…continuing to work my way through Andrew Ng’s deep learning classes on Coursera. Week 2 of the Sequence Models class focuses on word embeddings.

Word embeddings

A word embedding is a projection of natural language words into a high dimensional space. Words are represented by vectors of sizes ranging from 50 to 300 or more. In some mysterious way, that vector space encodes relationships between words based on their co-occurence in a large corpus - relationships like countries and their capitals, verbs and their tenses, words and their comparitive and superlative forms (big, bigger, biggest), or gender-specificity of words like brother and sister.

Word2Vec is one algorithm for learning word embeddings. Another is GloVe (Global Vectors for Word Representation) with pretrained embeddings available for download from the Stanford NLP group.

Sentiment analysis

Word embeddings can help with tasks like sentiment analysis, particularly in cases where you can extend the reach of a small training set by leveraging embeddings from a large corpus. RNNs help characterize phrases like “Not feeling happy” or “Completely lacking in good atmosphere and good taste” where memory is needed to pick up the negation of positive words.

Debiasing

Interestingly, word embeddings make visible some of the unwanted cultural baggage we’re all carrying around with us. See the paper Man is to Computer Programmer as Woman is to Homemaker? Debiasing Word Embeddings.

Textio is a Seattle company that’s made a product out of helping people see the structure, desired or undesirable, underneath the language used in job descriptions and elsewhere. Hey rockstar ninja code-warriors, ready to work hard and play hard? 🙄
___
* _INSTRUCTION 1_:
Return the passage of the word embeddings notes from "Word2Vec is one" to "of positive words.".
* _INSTRUCTION 2_:
Name every section heading in the word embeddings notes.
The lines below the word embeddings notes come from a separate source.

* _GIVEN INFORMATION_:
___
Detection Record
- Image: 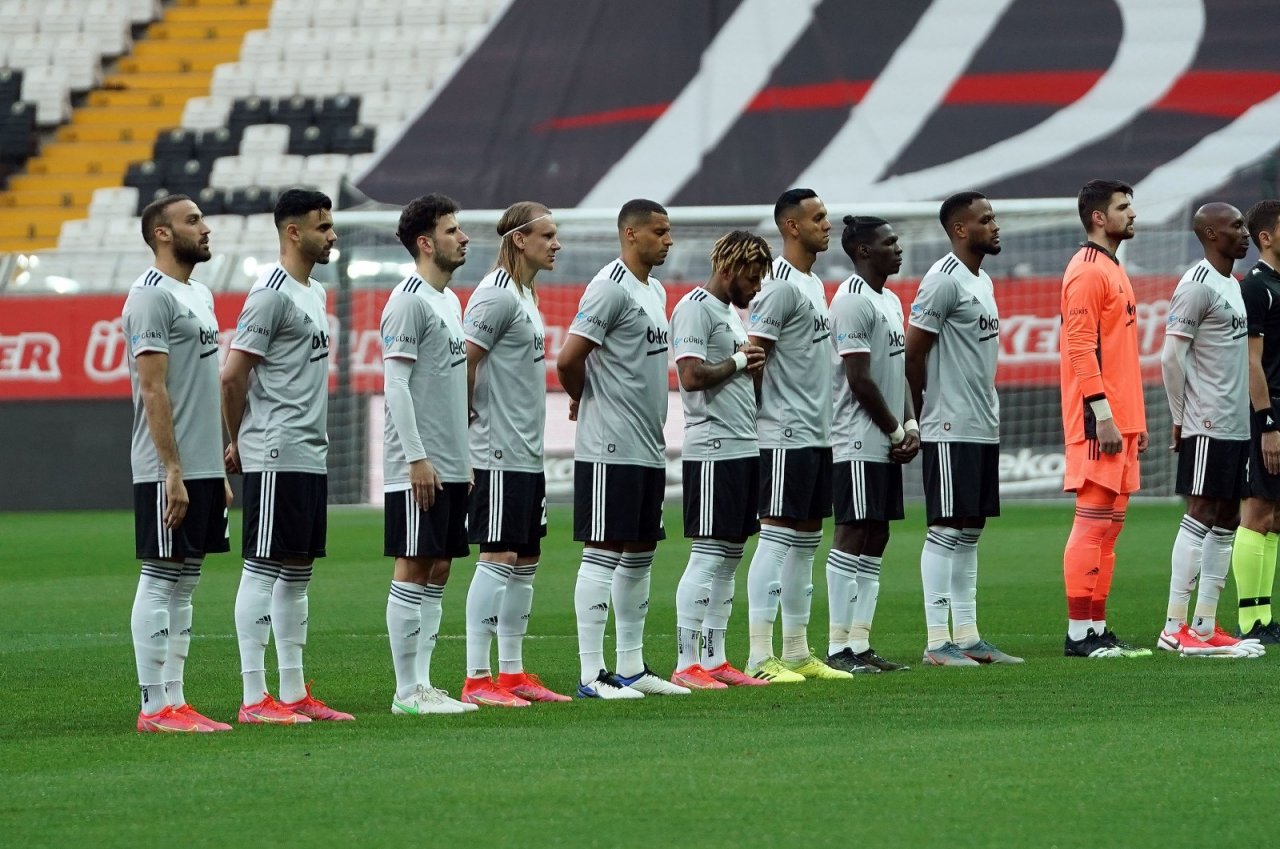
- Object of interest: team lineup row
___
* _EXERCISE OUTPUT 1_:
Word2Vec is one algorithm for learning word embeddings. Another is GloVe (Global Vectors for Word Representation) with pretrained embeddings available for download from the Stanford NLP group.

Sentiment analysis

Word embeddings can help with tasks like sentiment analysis, particularly in cases where you can extend the reach of a small training set by leveraging embeddings from a large corpus. RNNs help characterize phrases like “Not feeling happy” or “Completely lacking in good atmosphere and good taste” where memory is needed to pick up the negation of positive words.

* _EXERCISE OUTPUT 2_:
Word embeddings
Sentiment analysis
Debiasing